───── Selected passage ─────

Compared to conventional, compact meat products, a foamed meat product offers a number of advantages, especially in the field of pet food. The light, smooth structure already gives the food a pleasant appearance. The increased volume and the reduced density of a foamed meat product also result in a reduction in the calorie density and the specific calorie content within a particular volume, as a result of which it is easier to maintain or reduce a given body weight. In addition, it results in a changed taste experience while eating, improved digestion and also, in the case of certain species, such as cats or dogs, which tend to a suboptimal liquid intake, it creates the possibility of improving the intake of liquid, together with the solid food.
Especially in the production of pet food products, the problem exists that it is on the one hand desirable also to use less expensive parts, such as animal by-products, as the raw material, while, on the other hand, some parts, such as in particular sinews, ligaments, twisted or coiled sheaths round connective tissue (epimysium, perimysium and/or endomysium) or similar strand-like, fibrous or filamentous collagen-containing parts of connective tissue, are very difficult to comminute and resist the comminution procedures conventionally used, which then leads to clogging and other difficulties in apparatuses of the kind conventionally used for foaming meat mixtures.

───── Material shown ─────

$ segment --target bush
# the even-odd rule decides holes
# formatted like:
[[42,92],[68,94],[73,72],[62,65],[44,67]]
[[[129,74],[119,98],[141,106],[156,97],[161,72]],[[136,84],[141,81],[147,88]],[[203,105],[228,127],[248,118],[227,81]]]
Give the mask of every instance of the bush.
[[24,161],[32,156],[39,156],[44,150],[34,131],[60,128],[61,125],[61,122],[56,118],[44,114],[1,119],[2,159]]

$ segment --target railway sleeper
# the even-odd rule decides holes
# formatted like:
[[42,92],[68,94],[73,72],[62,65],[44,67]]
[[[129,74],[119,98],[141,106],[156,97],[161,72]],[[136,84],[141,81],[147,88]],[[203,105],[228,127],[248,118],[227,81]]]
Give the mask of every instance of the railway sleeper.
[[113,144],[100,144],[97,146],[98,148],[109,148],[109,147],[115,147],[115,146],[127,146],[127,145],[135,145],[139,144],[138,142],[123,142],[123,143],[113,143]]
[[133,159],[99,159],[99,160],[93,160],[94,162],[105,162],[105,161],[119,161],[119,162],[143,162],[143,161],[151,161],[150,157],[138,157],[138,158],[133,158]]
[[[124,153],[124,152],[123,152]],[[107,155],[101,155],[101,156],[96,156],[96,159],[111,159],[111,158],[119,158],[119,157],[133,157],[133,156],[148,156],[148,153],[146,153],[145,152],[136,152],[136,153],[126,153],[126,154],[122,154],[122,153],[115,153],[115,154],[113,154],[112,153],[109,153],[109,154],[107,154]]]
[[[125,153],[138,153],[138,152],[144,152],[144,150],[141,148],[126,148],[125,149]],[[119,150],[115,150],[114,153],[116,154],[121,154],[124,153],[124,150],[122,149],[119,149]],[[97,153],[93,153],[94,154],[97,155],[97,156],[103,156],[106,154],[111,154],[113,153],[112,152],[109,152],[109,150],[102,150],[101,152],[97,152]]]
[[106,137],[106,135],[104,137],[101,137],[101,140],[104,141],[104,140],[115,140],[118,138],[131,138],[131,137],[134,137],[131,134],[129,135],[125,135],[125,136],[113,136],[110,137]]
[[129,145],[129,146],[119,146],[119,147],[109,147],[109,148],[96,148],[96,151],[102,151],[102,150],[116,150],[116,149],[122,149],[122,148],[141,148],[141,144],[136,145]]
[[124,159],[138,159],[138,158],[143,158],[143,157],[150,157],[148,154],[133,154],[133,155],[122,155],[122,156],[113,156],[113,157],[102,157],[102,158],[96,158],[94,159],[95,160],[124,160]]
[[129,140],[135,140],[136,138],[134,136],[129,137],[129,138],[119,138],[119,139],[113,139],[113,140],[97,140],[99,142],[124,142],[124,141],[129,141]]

─────

Questions
(a) Copy the text of the foamed meat passage between "Compared to conventional, compact" and "the solid food.", inclusive.
(b) Using the foamed meat passage, decide whether each statement below agrees with it, answering yes or no and quoting the words of the passage that decide it: (i) A foamed meat product has a reduced calorie density. (ii) Sinews and ligaments are easy to comminute with conventional procedures. (iii) Cats and dogs tend to a suboptimal liquid intake.
(c) According to the foamed meat passage, what gives the food a pleasant appearance?

Task responses
(a)
Compared to conventional, compact meat products, a foamed meat product offers a number of advantages, especially in the field of pet food. The light, smooth structure already gives the food a pleasant appearance. The increased volume and the reduced density of a foamed meat product also result in a reduction in the calorie density and the specific calorie content within a particular volume, as a result of which it is easier to maintain or reduce a given body weight. In addition, it results in a changed taste experience while eating, improved digestion and also, in the case of certain species, such as cats or dogs, which tend to a suboptimal liquid intake, it creates the possibility of improving the intake of liquid, together with the solid food.

(b)
(i) Yes: "also result in a reduction in the calorie density"
(ii) No: "are very difficult to comminute and resist the comminution procedures conventionally used"
(iii) Yes: "such as cats or dogs, which tend to a suboptimal liquid intake"

(c) The light, smooth structure of the foamed meat product gives the food a pleasant appearance.